Dataset records:
___

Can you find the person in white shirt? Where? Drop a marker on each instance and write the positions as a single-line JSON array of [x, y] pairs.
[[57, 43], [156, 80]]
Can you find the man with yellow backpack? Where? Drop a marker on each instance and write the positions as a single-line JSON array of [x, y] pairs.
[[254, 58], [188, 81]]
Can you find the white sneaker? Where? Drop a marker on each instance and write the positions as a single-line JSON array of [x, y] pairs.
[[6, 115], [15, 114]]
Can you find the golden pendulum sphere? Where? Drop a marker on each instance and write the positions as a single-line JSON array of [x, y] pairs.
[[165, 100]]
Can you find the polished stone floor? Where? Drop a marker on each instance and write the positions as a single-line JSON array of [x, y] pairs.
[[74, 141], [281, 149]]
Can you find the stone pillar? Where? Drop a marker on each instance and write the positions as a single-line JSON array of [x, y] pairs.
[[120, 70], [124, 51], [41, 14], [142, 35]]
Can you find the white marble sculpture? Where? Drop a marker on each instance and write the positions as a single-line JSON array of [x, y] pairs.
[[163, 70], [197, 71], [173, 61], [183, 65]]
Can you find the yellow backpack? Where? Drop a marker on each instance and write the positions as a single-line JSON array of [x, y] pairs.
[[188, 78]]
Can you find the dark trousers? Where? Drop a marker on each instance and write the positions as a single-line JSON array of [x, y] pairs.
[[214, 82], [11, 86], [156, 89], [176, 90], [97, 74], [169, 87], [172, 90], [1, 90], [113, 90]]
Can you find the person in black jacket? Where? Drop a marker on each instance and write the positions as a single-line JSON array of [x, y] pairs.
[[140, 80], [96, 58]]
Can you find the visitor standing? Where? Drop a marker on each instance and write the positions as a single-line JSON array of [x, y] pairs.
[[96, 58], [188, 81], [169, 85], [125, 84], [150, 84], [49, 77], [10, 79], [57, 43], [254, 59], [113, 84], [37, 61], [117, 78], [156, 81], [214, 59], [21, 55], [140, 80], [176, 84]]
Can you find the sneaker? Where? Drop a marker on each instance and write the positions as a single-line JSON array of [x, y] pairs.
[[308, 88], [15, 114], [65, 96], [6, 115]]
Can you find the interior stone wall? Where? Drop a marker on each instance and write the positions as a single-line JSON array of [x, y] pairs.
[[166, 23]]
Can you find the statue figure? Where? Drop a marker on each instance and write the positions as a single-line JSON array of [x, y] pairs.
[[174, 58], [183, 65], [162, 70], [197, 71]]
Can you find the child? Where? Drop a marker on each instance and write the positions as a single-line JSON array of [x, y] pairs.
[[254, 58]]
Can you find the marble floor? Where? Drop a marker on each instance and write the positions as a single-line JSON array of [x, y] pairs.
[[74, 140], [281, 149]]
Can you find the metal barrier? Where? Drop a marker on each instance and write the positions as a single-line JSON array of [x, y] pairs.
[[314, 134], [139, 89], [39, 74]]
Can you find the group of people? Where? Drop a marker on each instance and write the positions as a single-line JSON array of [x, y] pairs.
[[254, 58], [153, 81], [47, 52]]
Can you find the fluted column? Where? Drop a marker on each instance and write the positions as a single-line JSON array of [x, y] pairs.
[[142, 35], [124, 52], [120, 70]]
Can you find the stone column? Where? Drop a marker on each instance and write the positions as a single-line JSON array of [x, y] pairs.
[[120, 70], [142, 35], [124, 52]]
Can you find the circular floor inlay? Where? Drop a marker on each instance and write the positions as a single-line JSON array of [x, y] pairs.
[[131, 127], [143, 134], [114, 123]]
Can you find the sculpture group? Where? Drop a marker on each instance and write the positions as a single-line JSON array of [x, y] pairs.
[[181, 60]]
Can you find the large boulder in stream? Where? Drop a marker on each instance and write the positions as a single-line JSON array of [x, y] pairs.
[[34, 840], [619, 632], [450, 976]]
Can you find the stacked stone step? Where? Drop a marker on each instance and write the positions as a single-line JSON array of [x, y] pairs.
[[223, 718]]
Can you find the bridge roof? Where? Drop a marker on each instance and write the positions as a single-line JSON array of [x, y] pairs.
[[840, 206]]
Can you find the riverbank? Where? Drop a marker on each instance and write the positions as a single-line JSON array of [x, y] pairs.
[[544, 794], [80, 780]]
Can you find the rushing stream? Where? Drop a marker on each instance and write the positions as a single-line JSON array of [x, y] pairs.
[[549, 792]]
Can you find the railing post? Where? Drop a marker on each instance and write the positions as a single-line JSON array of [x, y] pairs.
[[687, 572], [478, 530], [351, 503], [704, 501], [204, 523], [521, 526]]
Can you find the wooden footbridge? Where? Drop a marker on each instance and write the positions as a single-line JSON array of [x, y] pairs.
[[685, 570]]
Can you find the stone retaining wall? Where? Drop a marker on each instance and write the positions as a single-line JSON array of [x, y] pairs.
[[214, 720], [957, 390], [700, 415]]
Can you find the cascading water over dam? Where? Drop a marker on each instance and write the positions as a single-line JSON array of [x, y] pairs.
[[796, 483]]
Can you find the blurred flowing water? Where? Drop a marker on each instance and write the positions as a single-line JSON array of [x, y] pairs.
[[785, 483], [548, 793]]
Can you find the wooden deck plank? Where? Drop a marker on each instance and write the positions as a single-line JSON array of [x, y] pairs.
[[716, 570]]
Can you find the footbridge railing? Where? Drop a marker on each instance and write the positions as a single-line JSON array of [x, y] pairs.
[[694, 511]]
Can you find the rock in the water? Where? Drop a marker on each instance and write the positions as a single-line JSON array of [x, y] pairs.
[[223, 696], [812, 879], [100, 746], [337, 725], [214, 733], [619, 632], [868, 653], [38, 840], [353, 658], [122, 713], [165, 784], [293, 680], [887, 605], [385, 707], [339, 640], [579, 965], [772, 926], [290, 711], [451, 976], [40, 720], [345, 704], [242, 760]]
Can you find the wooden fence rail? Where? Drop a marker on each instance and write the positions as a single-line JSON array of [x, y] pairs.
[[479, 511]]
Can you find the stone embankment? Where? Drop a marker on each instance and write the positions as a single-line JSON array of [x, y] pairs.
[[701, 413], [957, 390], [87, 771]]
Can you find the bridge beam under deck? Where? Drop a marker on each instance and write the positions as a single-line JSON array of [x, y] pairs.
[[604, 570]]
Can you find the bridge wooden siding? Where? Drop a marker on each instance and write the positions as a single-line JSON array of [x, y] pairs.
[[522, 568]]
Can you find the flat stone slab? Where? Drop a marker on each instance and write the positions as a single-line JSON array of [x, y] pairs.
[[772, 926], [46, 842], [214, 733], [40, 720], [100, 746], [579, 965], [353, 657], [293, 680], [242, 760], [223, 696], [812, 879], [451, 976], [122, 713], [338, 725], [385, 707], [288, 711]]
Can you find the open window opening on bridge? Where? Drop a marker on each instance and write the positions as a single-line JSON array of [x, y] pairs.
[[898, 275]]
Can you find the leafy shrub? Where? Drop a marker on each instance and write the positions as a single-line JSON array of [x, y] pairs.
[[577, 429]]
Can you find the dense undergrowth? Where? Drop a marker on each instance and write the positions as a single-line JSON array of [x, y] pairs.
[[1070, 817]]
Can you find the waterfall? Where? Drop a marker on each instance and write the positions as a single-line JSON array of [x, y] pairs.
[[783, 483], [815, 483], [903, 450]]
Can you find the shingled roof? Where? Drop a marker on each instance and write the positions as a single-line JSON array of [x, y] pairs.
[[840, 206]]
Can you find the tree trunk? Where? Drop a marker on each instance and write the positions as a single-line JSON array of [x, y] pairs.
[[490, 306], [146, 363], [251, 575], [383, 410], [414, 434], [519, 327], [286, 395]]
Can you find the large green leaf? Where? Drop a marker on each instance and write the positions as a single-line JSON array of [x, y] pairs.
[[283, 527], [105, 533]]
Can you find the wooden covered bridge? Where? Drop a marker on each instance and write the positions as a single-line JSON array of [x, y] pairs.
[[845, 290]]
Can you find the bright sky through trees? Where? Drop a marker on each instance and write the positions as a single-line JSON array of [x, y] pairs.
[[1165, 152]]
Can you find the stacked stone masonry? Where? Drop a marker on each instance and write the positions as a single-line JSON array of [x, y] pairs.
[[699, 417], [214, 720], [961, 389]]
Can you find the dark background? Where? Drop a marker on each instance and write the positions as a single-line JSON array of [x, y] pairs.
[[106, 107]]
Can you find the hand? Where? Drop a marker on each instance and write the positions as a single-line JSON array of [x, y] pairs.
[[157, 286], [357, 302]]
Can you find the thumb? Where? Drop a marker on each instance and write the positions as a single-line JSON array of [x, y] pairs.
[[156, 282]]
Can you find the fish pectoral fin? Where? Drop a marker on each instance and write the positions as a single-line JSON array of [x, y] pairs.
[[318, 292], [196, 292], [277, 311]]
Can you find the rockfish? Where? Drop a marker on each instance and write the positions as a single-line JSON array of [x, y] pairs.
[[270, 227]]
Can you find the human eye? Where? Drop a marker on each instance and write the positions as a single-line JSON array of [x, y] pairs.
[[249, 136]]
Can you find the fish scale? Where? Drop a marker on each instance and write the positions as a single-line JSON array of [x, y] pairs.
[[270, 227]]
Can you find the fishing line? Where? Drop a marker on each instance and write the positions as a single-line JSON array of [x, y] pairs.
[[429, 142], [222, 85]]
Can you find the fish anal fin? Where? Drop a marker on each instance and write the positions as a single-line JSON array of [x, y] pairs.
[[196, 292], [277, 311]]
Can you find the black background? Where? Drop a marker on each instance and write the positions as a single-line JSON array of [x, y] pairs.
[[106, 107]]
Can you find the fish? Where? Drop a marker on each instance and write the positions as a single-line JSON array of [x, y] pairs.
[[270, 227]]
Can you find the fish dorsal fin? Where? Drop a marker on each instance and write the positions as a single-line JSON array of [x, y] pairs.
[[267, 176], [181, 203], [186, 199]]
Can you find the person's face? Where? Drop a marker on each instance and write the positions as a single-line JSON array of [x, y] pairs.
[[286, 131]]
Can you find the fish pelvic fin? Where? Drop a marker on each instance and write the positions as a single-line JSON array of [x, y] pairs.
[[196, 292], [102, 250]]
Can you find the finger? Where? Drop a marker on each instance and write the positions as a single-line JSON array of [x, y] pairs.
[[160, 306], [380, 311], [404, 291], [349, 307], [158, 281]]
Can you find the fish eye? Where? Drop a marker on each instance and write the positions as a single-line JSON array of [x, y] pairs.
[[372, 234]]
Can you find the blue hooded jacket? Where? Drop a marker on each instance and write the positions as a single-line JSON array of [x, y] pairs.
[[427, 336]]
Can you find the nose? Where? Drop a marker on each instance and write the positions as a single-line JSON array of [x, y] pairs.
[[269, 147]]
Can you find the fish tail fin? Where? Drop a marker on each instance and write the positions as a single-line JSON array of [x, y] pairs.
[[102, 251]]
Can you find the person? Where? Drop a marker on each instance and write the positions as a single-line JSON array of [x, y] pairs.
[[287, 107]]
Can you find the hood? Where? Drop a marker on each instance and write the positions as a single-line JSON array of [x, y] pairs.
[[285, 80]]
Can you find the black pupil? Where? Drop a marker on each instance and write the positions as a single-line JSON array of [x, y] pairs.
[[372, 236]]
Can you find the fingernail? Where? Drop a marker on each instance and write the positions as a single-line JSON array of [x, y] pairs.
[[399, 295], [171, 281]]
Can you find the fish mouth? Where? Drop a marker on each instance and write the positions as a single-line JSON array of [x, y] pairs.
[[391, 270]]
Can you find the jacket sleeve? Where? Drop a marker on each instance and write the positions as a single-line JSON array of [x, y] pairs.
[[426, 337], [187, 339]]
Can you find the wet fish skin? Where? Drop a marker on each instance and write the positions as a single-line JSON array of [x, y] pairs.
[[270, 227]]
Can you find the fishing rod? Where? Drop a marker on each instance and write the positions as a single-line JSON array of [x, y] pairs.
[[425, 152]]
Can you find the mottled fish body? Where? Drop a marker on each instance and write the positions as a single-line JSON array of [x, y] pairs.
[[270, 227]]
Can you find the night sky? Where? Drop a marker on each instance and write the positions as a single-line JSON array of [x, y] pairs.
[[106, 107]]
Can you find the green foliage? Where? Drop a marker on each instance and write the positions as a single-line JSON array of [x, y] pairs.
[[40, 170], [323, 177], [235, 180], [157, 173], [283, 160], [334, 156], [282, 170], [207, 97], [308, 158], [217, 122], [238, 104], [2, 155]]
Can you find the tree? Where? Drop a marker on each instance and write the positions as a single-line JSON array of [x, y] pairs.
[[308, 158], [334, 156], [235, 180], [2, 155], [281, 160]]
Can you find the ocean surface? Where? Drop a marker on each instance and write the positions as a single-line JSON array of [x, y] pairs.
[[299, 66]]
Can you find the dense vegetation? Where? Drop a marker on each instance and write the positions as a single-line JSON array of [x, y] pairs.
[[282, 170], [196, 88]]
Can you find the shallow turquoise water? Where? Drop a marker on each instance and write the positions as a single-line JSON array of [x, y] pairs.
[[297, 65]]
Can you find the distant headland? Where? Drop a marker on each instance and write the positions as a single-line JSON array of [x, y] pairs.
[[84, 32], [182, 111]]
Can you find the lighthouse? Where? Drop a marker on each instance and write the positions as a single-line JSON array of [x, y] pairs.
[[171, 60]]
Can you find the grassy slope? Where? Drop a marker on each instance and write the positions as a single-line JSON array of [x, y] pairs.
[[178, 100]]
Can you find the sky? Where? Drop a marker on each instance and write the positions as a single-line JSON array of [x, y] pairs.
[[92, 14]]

___

• AIM OF THE TASK
The expected output is the lines from the one holding "Can you find the distant" through the last line of the data, exactly as they appear, with nothing before or after.

• EXERCISE RESULT
Can you find the distant headland? Where? Drop a marker on each instance and write the positions as a single-line JSON array of [x, y] pairs.
[[84, 32], [182, 111]]
Can you find the lighthouse? Where? Drop a marker on each instance and write the positions as a single-line JSON array of [x, y] pairs.
[[171, 60]]
Can you find the grassy slope? Where? Drop a marker on each instance and write the positions as a single-line JSON array of [x, y] pairs.
[[178, 100]]
Can you find the sky? Where? Drop a marker on each instance and write the positions as a single-line JSON array of [x, y] pairs.
[[92, 14]]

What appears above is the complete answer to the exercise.